- **Short problem**: Pick up the TPC-DS benchmark guide below from its final line and continue it.

- **Document segment**:
______________________________
Installation Requirements

# Install BenchBox with TPC-DS support
uv add benchbox[tpcds]

# Or install from source
git clone https://github.com/your-repo/benchbox
cd benchbox
uv pip install -e .[tpcds]

TPC-DS Specification

The TPC-DS benchmark is the official Transaction Processing Performance Council decision support benchmark. It models the decision support functions of a retail product supplier.

Key Characteristics

  • 99 Queries: Complex analytical queries with varying complexity

  • Three Test Phases: Power, Throughput, and Maintenance Tests

  • Scale Factor: Determines database size (SF=1 ≈ 1GB)

  • Multi-Stream: Concurrent execution capability

  • Refresh Functions: Data maintenance operations

Official Metric

The QphDS@Size (Queries per Hour at Scale Factor) is the official composite metric calculated as:

QphDS@Size = sqrt(Power@Size × Throughput@Size)

Where:

  • Power@Size = 3600 × Scale_Factor / Power_Test_Time

  • Throughput@Size = Num_Streams × 3600 × Scale_Factor / Throughput_Test_Time

Architecture

The TPC-DS official benchmark implementation consists of several key components:

Core Components

benchbox/core/tpcds/
├── benchmark.py           # Main benchmark class
├── official_benchmark.py  # Official benchmark runner
├── reporting.py          # Comprehensive reporting
├── queries.py            # Query management
├── streams.py            # Stream management
├── generator.py          # Data generation
├── schema.py             # Database schema
└── c_tools.py            # C tool integration

Class Hierarchy

TPCDSBenchmark
├── run_official_benchmark()
└── TPCDSOfficialBenchmark
    ├── run_complete_benchmark()
    ├── _run_power_test()
    ├── _run_throughput_test()
    ├── _run_maintenance_test()
    └── _calculate_official_metrics()

Usage

Complete Benchmark

from benchbox.tpcds import TPCDSBenchmark

# Create benchmark with configuration
benchmark = TPCDSBenchmark(
    scale_factor=10.0,
    output_dir="/path/to/results",
    verbose=True,
    parallel=4
)

# Run complete benchmark
result = benchmark.run_official_benchmark(
    connection_string="postgresql://user:pass@host/db",
    num_streams=4,
    power_test=True,
    throughput_test=True,
    maintenance_test=True,
    result_validation=True,
    dialect="postgres"
______________________________
Data rows:

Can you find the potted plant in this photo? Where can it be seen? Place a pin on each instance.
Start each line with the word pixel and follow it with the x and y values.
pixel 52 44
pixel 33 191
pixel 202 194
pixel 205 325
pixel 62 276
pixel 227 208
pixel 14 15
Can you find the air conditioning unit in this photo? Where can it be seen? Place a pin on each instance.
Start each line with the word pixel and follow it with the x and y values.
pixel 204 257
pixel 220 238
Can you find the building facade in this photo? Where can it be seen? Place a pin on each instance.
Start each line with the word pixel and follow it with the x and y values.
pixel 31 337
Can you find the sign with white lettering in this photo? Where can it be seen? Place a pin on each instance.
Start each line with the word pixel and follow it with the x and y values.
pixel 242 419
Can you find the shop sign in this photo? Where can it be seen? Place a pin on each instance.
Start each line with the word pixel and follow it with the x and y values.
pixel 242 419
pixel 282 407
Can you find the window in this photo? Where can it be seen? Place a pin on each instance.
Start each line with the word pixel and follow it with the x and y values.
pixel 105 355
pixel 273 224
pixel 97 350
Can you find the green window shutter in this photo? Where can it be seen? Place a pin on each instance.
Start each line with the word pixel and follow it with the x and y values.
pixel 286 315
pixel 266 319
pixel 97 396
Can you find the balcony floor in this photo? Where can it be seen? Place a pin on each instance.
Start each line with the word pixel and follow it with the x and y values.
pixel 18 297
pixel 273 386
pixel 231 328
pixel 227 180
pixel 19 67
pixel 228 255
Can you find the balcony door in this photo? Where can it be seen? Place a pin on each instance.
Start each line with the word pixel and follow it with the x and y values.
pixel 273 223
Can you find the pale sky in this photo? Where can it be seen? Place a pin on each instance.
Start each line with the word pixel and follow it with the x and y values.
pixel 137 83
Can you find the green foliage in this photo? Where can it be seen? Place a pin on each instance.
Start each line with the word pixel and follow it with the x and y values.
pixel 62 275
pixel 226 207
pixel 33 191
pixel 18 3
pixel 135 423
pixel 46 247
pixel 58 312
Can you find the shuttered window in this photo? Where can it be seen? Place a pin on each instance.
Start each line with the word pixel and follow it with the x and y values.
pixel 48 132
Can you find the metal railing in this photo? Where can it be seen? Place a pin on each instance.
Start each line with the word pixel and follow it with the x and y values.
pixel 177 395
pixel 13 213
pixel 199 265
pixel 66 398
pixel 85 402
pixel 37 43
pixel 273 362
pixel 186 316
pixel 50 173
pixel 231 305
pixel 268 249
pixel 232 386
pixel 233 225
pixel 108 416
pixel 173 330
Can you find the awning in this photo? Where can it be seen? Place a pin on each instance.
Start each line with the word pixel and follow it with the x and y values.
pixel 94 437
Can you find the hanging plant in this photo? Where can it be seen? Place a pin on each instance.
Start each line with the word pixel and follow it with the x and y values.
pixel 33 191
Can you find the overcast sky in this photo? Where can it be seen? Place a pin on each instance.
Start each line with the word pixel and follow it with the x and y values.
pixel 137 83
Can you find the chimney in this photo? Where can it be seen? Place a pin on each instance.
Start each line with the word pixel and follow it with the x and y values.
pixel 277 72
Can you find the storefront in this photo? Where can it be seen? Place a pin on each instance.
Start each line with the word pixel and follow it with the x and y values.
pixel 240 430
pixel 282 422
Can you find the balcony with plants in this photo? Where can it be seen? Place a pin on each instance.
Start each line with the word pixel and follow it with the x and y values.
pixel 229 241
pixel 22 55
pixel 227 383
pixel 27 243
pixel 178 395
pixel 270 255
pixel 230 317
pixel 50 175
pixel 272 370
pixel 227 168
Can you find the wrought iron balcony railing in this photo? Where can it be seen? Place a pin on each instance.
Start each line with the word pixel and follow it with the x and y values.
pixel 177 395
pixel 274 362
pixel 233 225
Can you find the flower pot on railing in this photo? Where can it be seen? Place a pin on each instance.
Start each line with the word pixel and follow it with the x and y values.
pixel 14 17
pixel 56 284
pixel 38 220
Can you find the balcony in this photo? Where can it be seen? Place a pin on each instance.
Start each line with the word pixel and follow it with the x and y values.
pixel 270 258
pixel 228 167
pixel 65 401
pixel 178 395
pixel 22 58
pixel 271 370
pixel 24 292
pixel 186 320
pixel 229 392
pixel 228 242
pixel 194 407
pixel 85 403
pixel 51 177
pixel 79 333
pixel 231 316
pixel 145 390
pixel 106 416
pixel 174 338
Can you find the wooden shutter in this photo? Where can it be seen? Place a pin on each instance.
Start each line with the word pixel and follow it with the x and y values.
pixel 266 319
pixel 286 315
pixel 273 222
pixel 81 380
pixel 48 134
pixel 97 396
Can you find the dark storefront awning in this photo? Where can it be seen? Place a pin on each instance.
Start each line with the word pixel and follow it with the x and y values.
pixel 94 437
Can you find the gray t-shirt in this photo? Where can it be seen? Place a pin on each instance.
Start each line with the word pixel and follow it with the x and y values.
______________________________
- **Result**:
)

Individual Phases

# Power Test only
result = benchmark.run_official_benchmark(
    connection_string="your_connection",
    power_test=True,
    throughput_test=False,
    maintenance_test=False
)

# Throughput Test only
result = benchmark.run_official_benchmark(
    connection_string="your_connection",
    num_streams=8,
    power_test=False,
    throughput_test=True,
    maintenance_test=False
)

Custom Configuration

# Advanced-level configuration
result = benchmark.run_official_benchmark(
    connection_string="your_connection",
    num_streams=6,
    refresh_functions=["RF1", "RF2"],
    data_maintenance=True,
    result_validation=True,
    dialect="mysql",
    output_dir="/custom/output/path"
)

Configuration

Benchmark Parameters

Parameter

Type

Default

Description

scale_factor

float

1.0

Scale factor (1.0 ≈ 1GB)

output_dir

str/Path

current dir

Output directory

verbose

bool

False

Enable verbose logging

parallel

int

1

Parallel data generation

Official Benchmark Parameters

Parameter

Type

Default

Description

connection_string

str

Required

Database connection

num_streams

int

2

Concurrent streams

power_test

bool

True

Run Power Test

throughput_test

bool

True

Run Throughput Test

maintenance_test

bool

True

Run Maintenance Test

refresh_functions

list

[“RF1”, “RF2”]

Refresh functions

data_maintenance

bool

True

Data maintenance ops

result_validation

bool

True

Result validation

dialect

str

“standard”

SQL dialect

output_dir

str/Path

None

Custom output path

Benchmark Phases

1. Power Test

The Power Test measures single-stream query processing power by executing all 99 TPC-DS queries sequentially.

# Power Test execution
power_result = benchmark._run_power_test(connection_string, dialect)

# Access Power Test results
print(f"Execution Time: {power_result.execution_time:.2f}s")
print(f"Successful Queries: {len([q for q in power_result.queries if q.success])}")
print(f"Power@Size: {result.power_size:.2f}")

Characteristics:

  • Sequential execution of all 99 queries

  • Single database connection

  • Measures database query processing capability

  • Contributes to Power@Size metric

2. Throughput Test

The Throughput Test measures concurrent query processing capability by executing multiple streams of queries simultaneously.

# Throughput Test execution
throughput_result = benchmark._run_throughput_test(connection_string, num_streams, dialect)

# Access Throughput Test results
print(f"Concurrent Streams: {num_streams}")
print(f"Total Queries: {len(throughput_result.queries)}")
print(f"Throughput@Size: {result.throughput_size:.2f}")

Characteristics:

  • Multiple concurrent streams (default: 2)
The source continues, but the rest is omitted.